Assignment: Output only the lines below that start at the line containing "Class name: gravel road" and end at the line containing "Class name: concrete tower", with both ends kept.

------------------------

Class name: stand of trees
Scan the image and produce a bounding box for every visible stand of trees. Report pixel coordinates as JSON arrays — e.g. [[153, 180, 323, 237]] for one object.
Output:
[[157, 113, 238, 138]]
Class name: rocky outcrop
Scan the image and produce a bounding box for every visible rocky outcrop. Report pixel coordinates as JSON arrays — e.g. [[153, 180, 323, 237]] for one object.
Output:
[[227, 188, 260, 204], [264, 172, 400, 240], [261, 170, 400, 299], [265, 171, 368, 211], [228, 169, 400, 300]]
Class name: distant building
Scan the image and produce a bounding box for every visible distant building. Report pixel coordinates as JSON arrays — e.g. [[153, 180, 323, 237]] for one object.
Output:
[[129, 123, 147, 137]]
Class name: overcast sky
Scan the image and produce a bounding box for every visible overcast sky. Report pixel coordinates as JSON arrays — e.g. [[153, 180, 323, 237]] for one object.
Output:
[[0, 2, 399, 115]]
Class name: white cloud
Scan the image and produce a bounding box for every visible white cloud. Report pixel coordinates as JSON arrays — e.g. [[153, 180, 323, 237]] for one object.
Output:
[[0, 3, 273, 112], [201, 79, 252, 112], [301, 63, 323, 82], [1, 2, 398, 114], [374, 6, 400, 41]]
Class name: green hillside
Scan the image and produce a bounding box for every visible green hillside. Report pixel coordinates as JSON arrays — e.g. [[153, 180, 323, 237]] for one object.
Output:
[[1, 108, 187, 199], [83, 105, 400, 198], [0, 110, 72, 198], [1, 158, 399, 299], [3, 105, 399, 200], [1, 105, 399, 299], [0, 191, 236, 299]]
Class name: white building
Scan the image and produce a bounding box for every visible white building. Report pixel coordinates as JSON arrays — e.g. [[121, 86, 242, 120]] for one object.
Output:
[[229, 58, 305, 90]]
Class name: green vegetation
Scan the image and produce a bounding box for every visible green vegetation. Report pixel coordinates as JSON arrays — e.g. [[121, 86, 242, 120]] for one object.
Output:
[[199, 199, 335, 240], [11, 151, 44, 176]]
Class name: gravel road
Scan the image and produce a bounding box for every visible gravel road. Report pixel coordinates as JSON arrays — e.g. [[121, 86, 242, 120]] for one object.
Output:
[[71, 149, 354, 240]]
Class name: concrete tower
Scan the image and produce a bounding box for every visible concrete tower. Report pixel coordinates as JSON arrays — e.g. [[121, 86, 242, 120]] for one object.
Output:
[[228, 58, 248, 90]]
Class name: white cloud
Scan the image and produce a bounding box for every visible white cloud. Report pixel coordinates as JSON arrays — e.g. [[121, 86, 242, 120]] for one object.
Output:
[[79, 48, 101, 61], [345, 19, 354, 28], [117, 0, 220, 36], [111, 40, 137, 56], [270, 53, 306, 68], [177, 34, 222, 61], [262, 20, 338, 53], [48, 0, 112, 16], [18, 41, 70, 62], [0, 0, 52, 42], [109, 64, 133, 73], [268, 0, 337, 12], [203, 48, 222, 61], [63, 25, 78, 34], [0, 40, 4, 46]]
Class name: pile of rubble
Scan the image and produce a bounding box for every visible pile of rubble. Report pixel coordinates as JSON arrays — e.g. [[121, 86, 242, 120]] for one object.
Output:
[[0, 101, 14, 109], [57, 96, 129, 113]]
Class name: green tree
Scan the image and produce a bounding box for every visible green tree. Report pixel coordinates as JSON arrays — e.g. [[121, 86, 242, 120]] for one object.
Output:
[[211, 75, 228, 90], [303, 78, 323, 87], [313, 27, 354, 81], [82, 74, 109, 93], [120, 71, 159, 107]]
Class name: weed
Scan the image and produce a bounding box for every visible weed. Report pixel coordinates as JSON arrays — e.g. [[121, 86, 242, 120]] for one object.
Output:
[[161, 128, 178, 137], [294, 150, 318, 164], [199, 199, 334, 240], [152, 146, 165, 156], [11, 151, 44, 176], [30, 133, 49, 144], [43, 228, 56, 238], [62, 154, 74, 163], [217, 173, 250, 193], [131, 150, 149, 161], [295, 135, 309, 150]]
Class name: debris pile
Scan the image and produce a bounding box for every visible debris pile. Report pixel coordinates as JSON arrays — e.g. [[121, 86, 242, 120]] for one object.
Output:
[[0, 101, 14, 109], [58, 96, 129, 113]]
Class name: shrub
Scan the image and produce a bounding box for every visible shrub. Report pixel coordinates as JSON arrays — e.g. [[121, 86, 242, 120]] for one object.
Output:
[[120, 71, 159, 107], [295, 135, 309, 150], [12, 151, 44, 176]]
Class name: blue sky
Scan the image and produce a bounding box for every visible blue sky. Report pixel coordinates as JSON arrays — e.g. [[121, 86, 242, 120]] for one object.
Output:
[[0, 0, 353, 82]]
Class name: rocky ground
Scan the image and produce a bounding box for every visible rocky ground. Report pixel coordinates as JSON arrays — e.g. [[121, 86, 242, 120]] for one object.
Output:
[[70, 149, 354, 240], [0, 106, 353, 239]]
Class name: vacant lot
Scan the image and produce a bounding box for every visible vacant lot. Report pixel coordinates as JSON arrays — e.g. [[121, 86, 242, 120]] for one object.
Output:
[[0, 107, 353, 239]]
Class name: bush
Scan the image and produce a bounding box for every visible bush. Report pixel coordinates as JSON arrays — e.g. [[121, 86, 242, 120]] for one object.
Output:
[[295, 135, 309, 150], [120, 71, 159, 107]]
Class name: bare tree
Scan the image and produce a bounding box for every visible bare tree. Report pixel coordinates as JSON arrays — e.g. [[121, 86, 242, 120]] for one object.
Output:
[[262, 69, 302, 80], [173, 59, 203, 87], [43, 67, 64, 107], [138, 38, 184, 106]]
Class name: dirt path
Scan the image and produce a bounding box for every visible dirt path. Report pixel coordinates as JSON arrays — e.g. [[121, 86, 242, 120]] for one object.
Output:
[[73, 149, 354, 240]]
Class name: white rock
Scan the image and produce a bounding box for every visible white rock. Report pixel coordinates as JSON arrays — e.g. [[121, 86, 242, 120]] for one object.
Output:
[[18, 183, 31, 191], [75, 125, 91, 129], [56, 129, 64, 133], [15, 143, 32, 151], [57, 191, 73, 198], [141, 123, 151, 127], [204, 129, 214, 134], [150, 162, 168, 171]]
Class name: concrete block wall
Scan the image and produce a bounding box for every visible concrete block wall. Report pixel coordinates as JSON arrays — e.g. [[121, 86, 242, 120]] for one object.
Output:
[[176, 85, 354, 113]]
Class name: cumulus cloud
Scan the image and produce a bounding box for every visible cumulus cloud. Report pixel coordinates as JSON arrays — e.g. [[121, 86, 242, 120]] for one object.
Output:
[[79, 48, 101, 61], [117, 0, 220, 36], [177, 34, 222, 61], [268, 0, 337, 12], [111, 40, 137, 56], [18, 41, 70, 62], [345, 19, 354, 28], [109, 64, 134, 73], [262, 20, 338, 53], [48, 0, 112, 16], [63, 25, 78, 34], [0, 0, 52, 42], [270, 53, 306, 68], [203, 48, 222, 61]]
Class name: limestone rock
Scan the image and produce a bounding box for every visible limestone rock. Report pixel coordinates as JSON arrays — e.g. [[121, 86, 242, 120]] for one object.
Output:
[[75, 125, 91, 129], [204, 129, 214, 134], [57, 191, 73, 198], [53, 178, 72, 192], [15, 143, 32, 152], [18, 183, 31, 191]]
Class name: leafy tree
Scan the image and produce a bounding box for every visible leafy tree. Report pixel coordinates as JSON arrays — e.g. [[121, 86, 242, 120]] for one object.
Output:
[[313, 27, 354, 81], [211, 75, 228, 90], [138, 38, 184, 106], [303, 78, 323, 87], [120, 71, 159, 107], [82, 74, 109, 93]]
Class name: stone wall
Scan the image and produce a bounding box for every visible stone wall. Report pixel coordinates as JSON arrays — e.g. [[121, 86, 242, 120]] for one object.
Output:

------------------------

Answer to this exercise:
Class name: gravel road
Scan the image and produce a bounding box for every visible gravel road. Report pixel coordinates as JSON arrays — e.g. [[121, 86, 242, 120]] for one object.
Output:
[[71, 149, 354, 240]]
Class name: concrete tower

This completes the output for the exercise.